**INSTRUÇÕES DAS TAREFAS:**
A - Extraia sem nenhuma alteração as linhas, e não o texto, desde a primeira delas até a linha que contém "rough mask: <svg", incluindo esta última.
B - Dê continuidade ao texto sobre os adverbiais nas cartas do Pe. Antônio Vieira e de juízes da Bahia a partir do ponto em que ele termina.

**TEXTO FORNECIDO:**
========

Desde então temos trabalhado com os mesmos tipos de adverbiais nas cartas
escritas no Brasil pelo Pe. Antônio Vieira (séc. XVII) no período em que o jesuíta se
incumbiu da missão da Companhia de Jesus para a catequese indígena, na região
que, à época, se identificava como Província do Grão-Pará e Maranhão e hoje
corresponde a grande parte do norte do Brasil, entre junho de 1651 e junho de
1661, conhecidas como Cartas do Maranhão, e em cartas de juízes escritas no
Estado da Bahia-Brasil, na segunda metade do século XVIII, não só com o intuito
de avaliar a continuidade, o desuso ou a emergência de novos adverbiais, mas
também com o intuito de averiguar possíveis registros de adverbiais de formação
já portuguesa e, particularmente, brasileira.

========

**LINHAS EXIBIDAS:**
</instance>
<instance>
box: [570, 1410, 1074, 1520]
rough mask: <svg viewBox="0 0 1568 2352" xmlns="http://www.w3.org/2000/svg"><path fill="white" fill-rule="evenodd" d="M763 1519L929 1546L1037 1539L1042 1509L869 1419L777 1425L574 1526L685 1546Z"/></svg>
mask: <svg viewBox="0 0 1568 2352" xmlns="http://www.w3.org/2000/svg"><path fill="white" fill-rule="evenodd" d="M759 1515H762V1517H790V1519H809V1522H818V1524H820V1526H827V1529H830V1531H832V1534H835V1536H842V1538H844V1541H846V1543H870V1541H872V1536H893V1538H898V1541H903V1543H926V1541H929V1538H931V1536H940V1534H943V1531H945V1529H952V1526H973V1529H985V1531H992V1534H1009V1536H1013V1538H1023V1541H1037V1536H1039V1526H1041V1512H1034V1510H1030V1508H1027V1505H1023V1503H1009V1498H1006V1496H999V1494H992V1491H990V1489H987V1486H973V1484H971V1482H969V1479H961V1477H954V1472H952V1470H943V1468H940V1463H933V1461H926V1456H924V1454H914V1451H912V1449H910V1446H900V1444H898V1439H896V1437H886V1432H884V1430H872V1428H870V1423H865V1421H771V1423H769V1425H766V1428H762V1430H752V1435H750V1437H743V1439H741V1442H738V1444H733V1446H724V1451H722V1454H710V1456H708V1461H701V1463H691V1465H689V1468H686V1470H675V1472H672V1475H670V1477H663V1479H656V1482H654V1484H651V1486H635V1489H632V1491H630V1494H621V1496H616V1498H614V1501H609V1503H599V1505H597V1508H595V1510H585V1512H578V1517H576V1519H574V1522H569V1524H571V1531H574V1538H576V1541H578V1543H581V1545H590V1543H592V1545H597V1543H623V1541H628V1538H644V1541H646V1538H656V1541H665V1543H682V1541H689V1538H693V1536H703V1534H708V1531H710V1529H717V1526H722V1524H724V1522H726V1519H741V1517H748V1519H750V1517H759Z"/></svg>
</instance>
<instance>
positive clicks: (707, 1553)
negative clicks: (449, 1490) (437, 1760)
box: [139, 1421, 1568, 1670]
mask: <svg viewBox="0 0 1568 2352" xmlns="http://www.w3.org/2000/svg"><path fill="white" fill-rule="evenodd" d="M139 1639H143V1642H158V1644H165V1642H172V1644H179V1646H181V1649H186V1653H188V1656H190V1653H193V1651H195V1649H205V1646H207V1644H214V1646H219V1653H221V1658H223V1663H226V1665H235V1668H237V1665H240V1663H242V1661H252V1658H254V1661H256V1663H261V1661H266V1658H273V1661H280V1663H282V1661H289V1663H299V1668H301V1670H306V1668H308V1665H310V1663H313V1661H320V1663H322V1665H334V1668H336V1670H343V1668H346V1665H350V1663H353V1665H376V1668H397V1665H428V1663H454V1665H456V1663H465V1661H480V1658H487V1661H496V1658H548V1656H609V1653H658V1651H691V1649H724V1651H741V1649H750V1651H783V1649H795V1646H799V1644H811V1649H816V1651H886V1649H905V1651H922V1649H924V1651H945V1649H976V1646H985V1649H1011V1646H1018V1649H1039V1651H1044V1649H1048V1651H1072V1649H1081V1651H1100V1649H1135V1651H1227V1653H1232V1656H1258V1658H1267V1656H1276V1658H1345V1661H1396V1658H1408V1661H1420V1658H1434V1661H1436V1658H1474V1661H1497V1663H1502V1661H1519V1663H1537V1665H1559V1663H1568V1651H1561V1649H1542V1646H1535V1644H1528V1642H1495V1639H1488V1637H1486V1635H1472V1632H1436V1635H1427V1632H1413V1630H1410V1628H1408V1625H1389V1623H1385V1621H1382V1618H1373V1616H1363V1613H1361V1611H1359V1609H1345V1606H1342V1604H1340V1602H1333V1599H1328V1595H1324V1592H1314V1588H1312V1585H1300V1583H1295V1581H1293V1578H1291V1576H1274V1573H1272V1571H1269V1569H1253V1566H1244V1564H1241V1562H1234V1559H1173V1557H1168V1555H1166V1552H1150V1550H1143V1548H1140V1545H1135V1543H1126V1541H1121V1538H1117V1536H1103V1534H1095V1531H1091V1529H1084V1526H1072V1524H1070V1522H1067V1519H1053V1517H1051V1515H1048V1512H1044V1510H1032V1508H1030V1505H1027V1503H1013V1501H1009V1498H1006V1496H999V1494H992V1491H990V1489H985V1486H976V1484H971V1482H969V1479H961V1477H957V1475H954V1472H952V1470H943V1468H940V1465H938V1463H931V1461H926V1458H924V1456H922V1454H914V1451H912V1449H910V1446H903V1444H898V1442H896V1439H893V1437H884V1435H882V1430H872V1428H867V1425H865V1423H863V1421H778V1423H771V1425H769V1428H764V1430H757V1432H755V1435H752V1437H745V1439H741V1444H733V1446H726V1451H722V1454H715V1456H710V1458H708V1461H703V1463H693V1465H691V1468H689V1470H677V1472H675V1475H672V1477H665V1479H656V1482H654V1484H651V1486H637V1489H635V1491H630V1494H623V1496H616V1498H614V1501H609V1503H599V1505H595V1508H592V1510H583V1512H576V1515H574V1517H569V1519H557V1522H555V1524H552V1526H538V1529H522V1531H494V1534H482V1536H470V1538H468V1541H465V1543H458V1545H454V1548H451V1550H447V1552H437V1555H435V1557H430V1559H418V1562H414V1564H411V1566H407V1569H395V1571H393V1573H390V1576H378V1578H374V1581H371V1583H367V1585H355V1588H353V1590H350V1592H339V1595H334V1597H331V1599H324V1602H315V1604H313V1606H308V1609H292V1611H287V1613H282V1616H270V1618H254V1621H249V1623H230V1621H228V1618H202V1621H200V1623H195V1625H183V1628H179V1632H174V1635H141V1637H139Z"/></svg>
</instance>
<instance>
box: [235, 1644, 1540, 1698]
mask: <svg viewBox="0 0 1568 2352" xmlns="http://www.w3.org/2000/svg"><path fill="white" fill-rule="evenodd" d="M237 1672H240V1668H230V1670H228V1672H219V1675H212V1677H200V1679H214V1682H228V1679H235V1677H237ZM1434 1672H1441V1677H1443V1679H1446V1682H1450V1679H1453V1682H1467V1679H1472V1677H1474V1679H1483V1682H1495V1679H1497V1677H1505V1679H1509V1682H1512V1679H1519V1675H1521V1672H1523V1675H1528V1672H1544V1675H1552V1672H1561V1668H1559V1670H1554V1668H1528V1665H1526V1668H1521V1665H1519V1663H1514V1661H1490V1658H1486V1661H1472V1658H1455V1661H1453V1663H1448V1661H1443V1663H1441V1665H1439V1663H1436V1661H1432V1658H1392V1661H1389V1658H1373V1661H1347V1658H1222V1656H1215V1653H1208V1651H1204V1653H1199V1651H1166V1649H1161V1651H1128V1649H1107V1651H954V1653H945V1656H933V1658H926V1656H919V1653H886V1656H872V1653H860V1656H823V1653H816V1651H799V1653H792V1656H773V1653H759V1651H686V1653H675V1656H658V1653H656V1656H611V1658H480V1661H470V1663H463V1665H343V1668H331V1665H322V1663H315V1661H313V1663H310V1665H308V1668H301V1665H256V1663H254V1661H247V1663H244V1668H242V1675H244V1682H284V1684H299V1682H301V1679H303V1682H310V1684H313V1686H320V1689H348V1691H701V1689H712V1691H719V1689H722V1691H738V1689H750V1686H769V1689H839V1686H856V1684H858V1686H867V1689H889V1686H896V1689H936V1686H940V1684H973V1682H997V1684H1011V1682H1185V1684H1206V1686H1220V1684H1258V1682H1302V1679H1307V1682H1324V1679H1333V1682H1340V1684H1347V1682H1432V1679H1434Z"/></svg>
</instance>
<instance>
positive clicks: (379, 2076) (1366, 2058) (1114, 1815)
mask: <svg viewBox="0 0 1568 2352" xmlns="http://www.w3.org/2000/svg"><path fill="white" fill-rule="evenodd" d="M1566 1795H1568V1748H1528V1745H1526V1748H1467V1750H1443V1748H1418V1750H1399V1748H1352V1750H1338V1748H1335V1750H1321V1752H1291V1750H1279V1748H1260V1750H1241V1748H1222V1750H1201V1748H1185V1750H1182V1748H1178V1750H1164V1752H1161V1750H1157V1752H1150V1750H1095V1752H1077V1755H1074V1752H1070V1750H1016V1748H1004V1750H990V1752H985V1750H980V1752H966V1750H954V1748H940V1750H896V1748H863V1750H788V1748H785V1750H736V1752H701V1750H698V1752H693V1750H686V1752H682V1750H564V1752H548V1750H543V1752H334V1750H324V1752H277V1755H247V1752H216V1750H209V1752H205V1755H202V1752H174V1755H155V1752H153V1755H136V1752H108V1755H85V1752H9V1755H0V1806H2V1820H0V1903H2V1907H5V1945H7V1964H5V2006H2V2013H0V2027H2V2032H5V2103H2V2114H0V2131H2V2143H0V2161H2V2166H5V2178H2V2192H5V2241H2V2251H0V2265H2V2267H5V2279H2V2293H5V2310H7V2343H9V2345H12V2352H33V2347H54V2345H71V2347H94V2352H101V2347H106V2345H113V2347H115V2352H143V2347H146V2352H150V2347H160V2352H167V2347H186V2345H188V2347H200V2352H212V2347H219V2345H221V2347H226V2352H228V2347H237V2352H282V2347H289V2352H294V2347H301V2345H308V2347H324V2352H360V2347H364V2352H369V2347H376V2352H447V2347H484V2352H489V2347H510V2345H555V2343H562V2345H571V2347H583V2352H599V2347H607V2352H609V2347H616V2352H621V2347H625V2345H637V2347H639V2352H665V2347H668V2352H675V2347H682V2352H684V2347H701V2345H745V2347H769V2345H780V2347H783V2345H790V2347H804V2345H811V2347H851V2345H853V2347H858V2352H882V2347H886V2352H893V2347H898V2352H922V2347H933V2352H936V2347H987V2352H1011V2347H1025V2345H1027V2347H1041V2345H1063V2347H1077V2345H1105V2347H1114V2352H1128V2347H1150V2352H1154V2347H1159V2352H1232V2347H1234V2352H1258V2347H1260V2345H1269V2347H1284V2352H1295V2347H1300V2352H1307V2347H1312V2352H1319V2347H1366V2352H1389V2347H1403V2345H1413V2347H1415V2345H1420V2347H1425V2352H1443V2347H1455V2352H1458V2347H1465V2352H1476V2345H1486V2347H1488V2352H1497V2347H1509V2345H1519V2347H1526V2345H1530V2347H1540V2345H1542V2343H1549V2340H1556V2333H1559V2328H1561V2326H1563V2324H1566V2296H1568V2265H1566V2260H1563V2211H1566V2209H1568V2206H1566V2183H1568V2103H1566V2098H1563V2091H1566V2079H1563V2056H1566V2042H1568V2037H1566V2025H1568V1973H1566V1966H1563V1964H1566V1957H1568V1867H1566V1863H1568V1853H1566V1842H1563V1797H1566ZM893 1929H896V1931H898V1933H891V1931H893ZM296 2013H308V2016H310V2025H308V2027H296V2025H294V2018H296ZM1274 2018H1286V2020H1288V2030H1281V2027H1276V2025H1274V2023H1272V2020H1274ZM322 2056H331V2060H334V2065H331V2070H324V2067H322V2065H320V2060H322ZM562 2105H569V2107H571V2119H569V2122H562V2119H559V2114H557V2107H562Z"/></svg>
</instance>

========

**RESPOSTAS NUMERADAS:**
A -
</instance>
<instance>
box: [570, 1410, 1074, 1520]
rough mask: <svg viewBox="0 0 1568 2352" xmlns="http://www.w3.org/2000/svg"><path fill="white" fill-rule="evenodd" d="M763 1519L929 1546L1037 1539L1042 1509L869 1419L777 1425L574 1526L685 1546Z"/></svg>

B -
1 A Carta de Pero Vaz de Caminha (texto integral); Cartas de D. João III (as de número 1 a 22); Cartas da Corte de D. João III (as de número 3, 8, 9, 22, 43, 47; 50 a 57; 84, 85, 86, 106; 163, 165, 167; 169; 171; 173); Gramática da Linguagem Portuguesa, de Fernão de Oliveira (texto integral); Gramática da Língua Portuguesa , de João de Barros (texto integral); Diálogo em Louvor de Nossa Linguagem, de João de Barros (texto integral); Diálogo da Viciosa Vergonha, de João de Barros (texto integral); Ásia, de João de Barros (primeira e segunda décadas – texto parcial).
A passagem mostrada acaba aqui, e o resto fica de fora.